• **WRITTEN REQUEST 1**: Convert the records, from the line containing "The client would like the waterfront" through the end of the records, into a two-column CSV with the columns request and box. Give one row per request, with each value in its own quoted field and line breaks replaced by spaces.

• **PAGE**:
>> begin

Step 5: Run Liquibase

Execute the appropriate command or let your framework (like Spring Boot) run it. Liquibase will:

Connect to the database.
Acquire a lock using the DATABASECHANGELOGLOCK table.
Check the DATABASECHANGELOG table to see which changesets have already run.
Execute any pending changesets from your db.changelog-master.xml (and included files) in order.
Record the newly executed changesets in the DATABASECHANGELOG table.
Release the lock.

Best Practices for New Projects:

Start Early:
1. Integrate Liquibase from the very beginning.
Atomic Changesets:
1. Keep changesets small and focused on a single logical change (e.g., create one table, add one column, create one index).
Meaningful IDs/Authors:
1. Use descriptive ids and consistent author names.
Use <preConditions>:
1. Prevent errors and make changesets runnable even if partially applied manually.
Organize Changelogs:
1. Use <include> or <includeAll> with a clear naming convention (e.g., sequence numbers, feature names).
Version Control Everything:
1. Check in your changelog files and liquibase.properties (excluding sensitive data).
Test Migrations:
1. Run Liquibase against a test database as part of your build or test suite.

>> end

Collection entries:
>> begin

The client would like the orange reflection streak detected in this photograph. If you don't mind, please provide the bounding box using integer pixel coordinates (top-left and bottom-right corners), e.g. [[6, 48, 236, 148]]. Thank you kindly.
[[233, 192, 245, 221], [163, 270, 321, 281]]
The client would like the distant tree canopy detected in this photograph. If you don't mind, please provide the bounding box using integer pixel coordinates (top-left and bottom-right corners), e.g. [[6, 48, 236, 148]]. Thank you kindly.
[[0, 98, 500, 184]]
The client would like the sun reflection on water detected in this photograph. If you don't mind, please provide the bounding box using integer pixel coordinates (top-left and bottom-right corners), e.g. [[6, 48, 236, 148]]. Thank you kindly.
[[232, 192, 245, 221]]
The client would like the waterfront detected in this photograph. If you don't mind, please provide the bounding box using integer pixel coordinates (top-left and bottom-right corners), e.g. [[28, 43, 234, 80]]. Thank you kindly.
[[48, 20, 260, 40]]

>> end

• **WRITTEN REQUEST 2**: Write out the passage of the Liquibase text from "Connect to the" up to and including "the DATABASECHANGELOG table." word for word.

• **EXPECTED ANSWER 1**:
request,box
"The client would like the waterfront detected in this photograph. If you don't mind, please provide the bounding box using integer pixel coordinates (top-left and bottom-right corners), e.g. [[28, 43, 234, 80]]. Thank you kindly.","[[48, 20, 260, 40]]"

• **EXPECTED ANSWER 2**:
Connect to the database.
Acquire a lock using the DATABASECHANGELOGLOCK table.
Check the DATABASECHANGELOG table to see which changesets have already run.
Execute any pending changesets from your db.changelog-master.xml (and included files) in order.
Record the newly executed changesets in the DATABASECHANGELOG table.